▸ QUOTED PASSAGE:

%%

Superior Court of Pennsylvania
May 20, 2022
279 A.3d 1267 (Pa. Super. Ct. 2022)

Opinion

No. 1158 WDA 2021

05-20-2022

MELVIN W. SMITH BUILDING SYSTEMS, LLC, Appellant v. BEDFORD COUNTY HUMANE SOCIETY


MEMORANDUM BY MURRAY, J.:

Melvin W. Smith Building Systems, LLC (Appellant), appeals from the order granting the motion to compel discovery filed by Bedford County Humane Society (BCHS), in this action involving breach of contract. Upon review, we remand for the trial court to file a supplemental Pa.R.A.P. 1925(a) opinion.

On October 2, 2018, Appellant filed a complaint against BCHS pleading breach of contract, unjust enrichment, and conversion. Appellant claimed it entered into a contract with BCHS for Appellant to construct a building, and alleged BCHS breached the contract prior to Appellant's completion of the building, causing Appellant to incur monetary damages of approximately $80,000. On October 22, 2018, BCHS filed an answer, new matter and counterclaim.

Following proceedings not relevant to this appeal, on March 8, 2021, BCHS sent Appellant interrogatories and a request for production of documents. BCHS asked Appellant to produce, in pertinent part, "a complete copy of all business and personal tax returns, with all attachments and schedules, including federal, state and local [taxes], you filed for every year in which you worked on this project." Interrogatories and Request for Production of Documents, 3/8/21, at 15 (unnumbered).

This document is not in the certified record. However, BCHS attached a copy of the interrogatories and request for production of documents to an application BCHS filed with this Court. See Application to Quash Appeal, 11/19/21, Ex. B; see also N.T. (motion to compel discovery hearing), 8/24/21, at 3 (counsel submitting the March 8, 2021, document to the court).

BCHS sought the personal tax returns of Appellant's owner, Melvin W. Smith (Smith or Mr. Smith). Smith is not a party to this action .

Appellant filed an answer and objections to BCHS's discovery requests on May 13, 2021. Appellant objected to BCHS's request for tax documents, asserting:

The answer and objections is not in the certified record. However, Appellant included it in the reproduced record. But see Commonwealth v. Bracalielly , 658 A.2d 755, 763 (Pa. 1995) ("appellate courts may only consider facts which have been duly certified in the record on appeal. An item does not become part of the certified record by simply copying it and including it in the reproduced record." (citations omitted)); see also Twp. of N. Fayette v. Guyaux , 992 A.2d 904, 905 n.2 (Pa. Super. 2010) ("It is the obligation of the appellant to make sure that the record forwarded to an appellate court contains those documents necessary to allow a complete and judicious assessment of the issues raised on appeal." (citation omitted)).

This request is not relevant to any claim or defense and therefore [is] beyond the scope of permissible discovery. The request also seeks information that is protected information (bank account numbers, balances, social security numbers).

Appellant's Answer and Objections, 5/13/21, at ¶ 14 ( see Appellant's Reproduced Record at 56(a)).

On June 7, 2021, BCHS filed a motion to compel discovery. Regarding BCHS's request for documents related to Appellant's "business and personal tax returns," BCHS asserted:

The documents requested are related to the damages claimed by [Appellant] and are therefore relevant. The requests do not ask for sensitive information and any such information that exists on the documents could be redacted.

%%

▸ Extracted data entries:
%%

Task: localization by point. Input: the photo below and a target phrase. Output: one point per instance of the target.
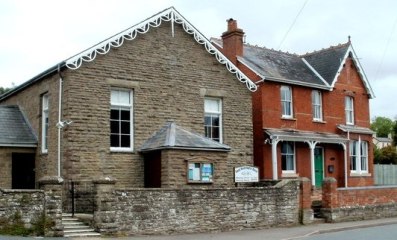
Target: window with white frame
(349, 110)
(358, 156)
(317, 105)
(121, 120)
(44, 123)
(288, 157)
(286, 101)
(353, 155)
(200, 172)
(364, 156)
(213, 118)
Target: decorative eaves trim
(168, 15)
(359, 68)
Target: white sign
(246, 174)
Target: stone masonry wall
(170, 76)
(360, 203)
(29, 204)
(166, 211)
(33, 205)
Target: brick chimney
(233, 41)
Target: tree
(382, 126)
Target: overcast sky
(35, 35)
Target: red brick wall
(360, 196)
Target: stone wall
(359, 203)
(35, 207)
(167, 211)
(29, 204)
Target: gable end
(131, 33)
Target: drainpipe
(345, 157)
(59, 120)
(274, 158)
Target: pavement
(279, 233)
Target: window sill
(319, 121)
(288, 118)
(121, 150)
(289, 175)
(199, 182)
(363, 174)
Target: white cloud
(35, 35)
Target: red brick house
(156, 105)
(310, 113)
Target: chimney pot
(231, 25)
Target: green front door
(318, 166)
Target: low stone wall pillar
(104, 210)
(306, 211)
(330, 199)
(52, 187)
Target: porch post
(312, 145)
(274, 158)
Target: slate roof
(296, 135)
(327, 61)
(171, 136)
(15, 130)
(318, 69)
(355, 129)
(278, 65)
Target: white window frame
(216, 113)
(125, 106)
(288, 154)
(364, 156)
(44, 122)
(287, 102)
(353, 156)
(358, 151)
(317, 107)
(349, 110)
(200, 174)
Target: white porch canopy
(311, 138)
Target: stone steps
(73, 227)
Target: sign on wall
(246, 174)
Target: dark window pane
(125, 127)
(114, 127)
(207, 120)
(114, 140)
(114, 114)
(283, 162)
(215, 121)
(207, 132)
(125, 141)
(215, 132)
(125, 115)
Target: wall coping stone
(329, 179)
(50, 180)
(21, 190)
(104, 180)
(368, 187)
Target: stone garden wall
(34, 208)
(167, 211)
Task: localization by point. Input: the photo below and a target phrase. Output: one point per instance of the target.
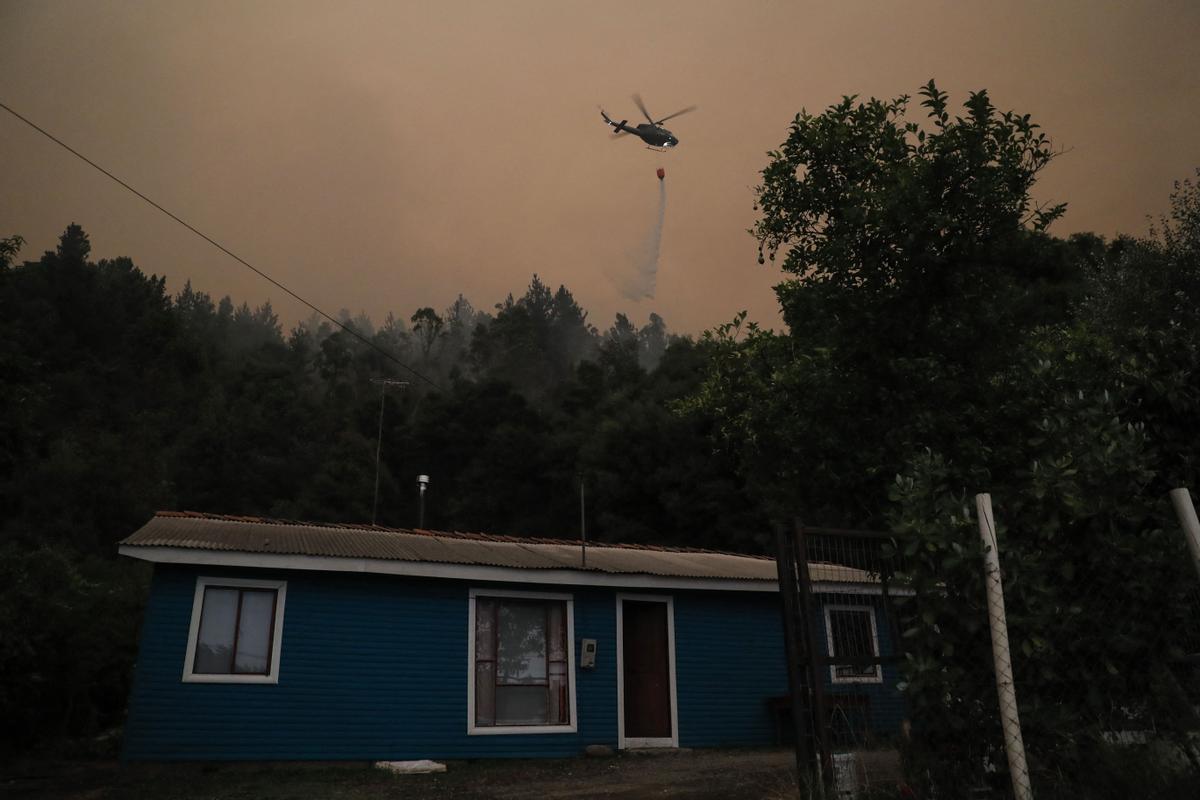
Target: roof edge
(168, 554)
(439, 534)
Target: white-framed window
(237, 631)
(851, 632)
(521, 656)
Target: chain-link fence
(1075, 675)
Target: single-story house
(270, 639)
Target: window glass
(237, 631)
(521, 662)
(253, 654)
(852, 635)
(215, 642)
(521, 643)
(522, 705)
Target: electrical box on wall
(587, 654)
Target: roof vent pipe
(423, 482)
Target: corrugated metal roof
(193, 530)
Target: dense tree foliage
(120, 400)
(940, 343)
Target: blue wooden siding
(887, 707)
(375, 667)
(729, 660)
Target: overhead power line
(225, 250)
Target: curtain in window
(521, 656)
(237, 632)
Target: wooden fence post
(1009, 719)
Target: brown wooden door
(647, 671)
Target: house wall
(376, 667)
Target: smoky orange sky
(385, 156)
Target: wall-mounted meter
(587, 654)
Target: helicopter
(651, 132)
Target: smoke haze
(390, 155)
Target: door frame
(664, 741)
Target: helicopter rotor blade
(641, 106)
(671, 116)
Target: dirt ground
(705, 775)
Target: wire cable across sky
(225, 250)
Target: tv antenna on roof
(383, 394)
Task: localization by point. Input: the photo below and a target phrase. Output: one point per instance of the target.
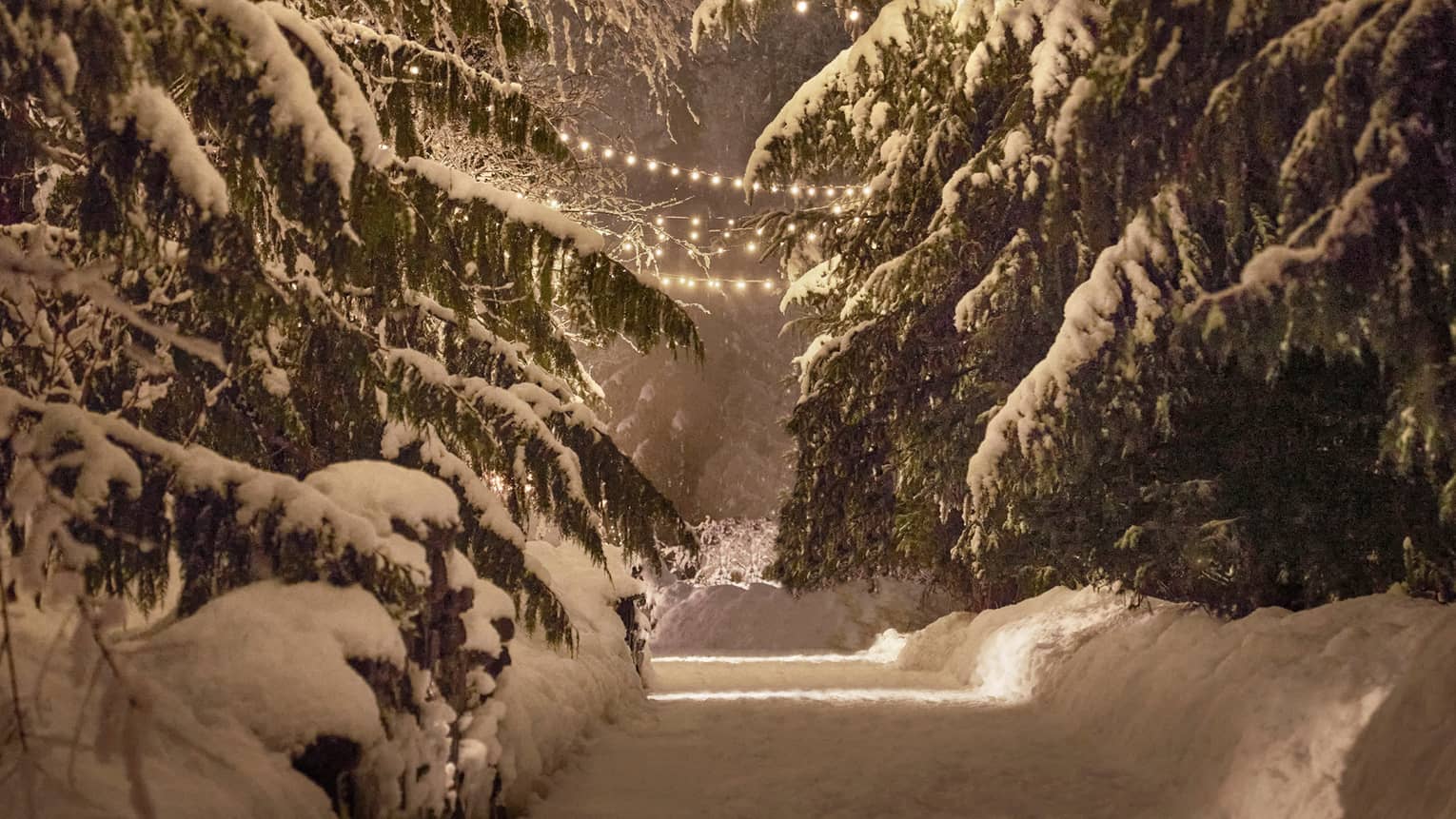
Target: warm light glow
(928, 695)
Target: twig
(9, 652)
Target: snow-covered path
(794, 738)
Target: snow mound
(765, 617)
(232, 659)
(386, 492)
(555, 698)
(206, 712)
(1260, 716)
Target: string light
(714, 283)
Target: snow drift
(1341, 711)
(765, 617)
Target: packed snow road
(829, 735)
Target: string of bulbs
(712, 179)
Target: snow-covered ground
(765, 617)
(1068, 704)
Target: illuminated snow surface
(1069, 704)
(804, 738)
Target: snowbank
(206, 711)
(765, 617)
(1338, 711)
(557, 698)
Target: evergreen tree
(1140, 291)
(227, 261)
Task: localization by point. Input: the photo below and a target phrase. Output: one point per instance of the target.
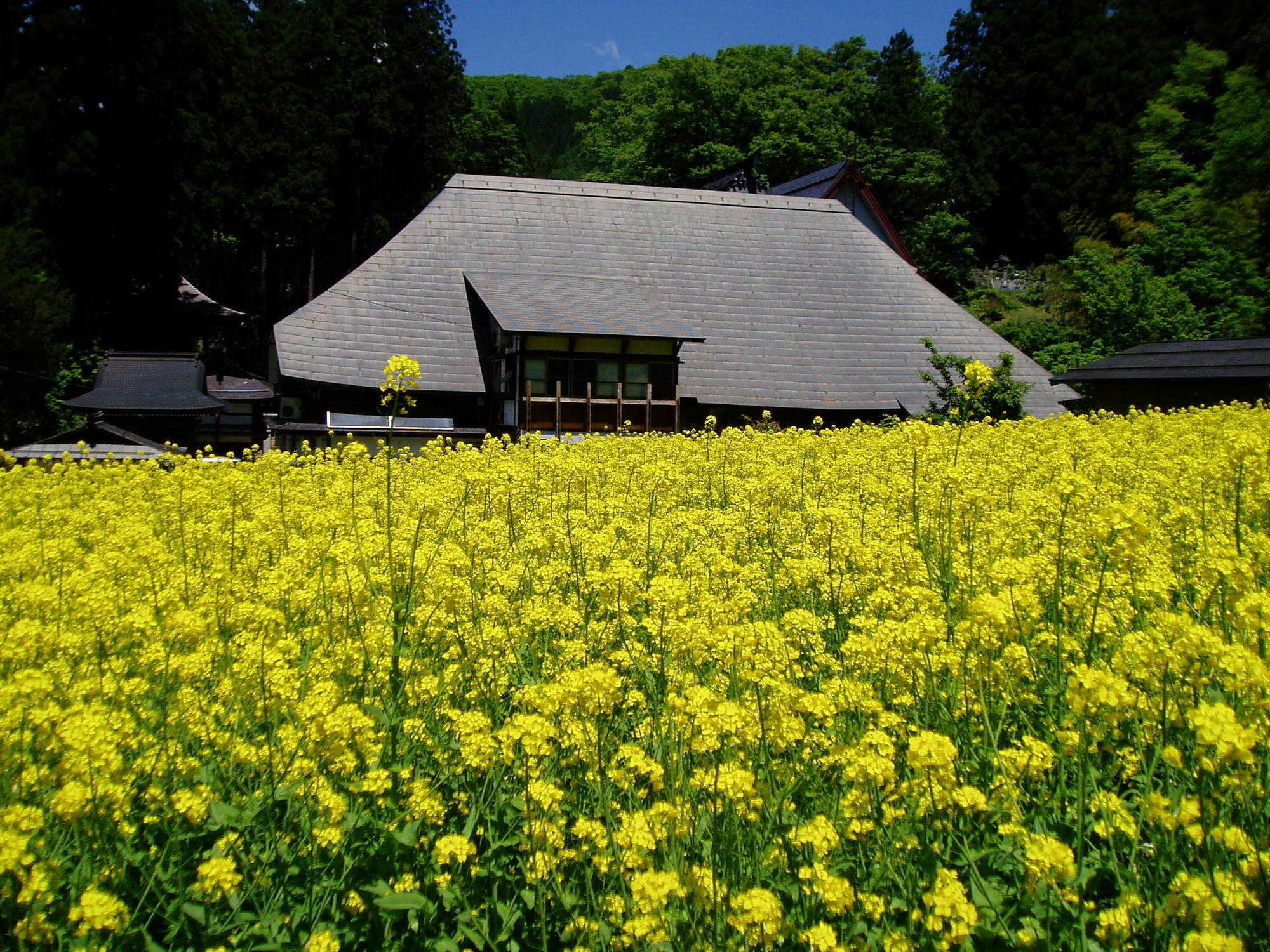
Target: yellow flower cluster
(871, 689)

%%
%%

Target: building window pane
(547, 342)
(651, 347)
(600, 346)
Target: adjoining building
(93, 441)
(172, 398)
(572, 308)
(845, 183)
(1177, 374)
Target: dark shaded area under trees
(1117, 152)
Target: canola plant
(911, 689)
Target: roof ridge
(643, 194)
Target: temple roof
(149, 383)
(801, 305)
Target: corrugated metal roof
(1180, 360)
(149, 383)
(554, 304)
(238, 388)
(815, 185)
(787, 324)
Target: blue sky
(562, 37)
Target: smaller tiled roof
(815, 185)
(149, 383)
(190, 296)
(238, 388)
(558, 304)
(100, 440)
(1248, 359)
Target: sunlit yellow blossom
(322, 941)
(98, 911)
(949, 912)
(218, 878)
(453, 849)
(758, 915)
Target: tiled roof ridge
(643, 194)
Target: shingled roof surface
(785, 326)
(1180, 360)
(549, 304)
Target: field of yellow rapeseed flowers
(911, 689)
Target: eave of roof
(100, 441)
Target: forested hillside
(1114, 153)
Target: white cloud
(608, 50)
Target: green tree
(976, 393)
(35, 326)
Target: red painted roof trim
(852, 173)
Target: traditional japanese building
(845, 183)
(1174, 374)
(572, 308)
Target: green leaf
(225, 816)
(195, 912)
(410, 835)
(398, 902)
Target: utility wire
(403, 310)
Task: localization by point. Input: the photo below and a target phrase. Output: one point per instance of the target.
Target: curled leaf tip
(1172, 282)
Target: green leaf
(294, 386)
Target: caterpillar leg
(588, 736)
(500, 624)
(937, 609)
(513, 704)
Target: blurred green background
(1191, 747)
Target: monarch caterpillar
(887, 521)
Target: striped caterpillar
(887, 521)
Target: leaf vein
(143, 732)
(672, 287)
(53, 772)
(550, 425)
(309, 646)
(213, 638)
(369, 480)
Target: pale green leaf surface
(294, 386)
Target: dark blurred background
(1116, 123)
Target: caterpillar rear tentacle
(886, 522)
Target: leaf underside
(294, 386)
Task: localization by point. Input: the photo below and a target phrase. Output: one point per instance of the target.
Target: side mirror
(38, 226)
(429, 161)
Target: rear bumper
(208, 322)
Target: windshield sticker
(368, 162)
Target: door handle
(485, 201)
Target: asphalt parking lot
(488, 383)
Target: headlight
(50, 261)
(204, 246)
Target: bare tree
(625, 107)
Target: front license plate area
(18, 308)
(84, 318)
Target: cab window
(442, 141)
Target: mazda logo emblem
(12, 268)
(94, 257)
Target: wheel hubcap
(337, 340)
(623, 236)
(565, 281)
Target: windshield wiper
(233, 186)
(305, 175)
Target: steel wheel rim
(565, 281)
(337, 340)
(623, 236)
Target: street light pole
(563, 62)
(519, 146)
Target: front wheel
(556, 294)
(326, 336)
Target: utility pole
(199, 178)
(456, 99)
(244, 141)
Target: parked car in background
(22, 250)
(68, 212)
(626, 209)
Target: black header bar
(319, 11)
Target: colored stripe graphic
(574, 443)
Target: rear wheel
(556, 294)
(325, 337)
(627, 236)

%%

▸ REQUESTS:
**A.** Answer these questions about the opinion above:
(i) On what date did Appellant file its complaint against BCHS?
(ii) Whose personal tax returns did BCHS seek?
(iii) On what date did BCHS file its motion to compel discovery?
**B.** Count the lines of the records above that contain the string "chimney", and give only the number.

▸ LIST OF SOLUTIONS:
**A.**
(i) October 2, 2018
(ii) Melvin W. Smith, Appellant's owner
(iii) June 7, 2021

**B.** 2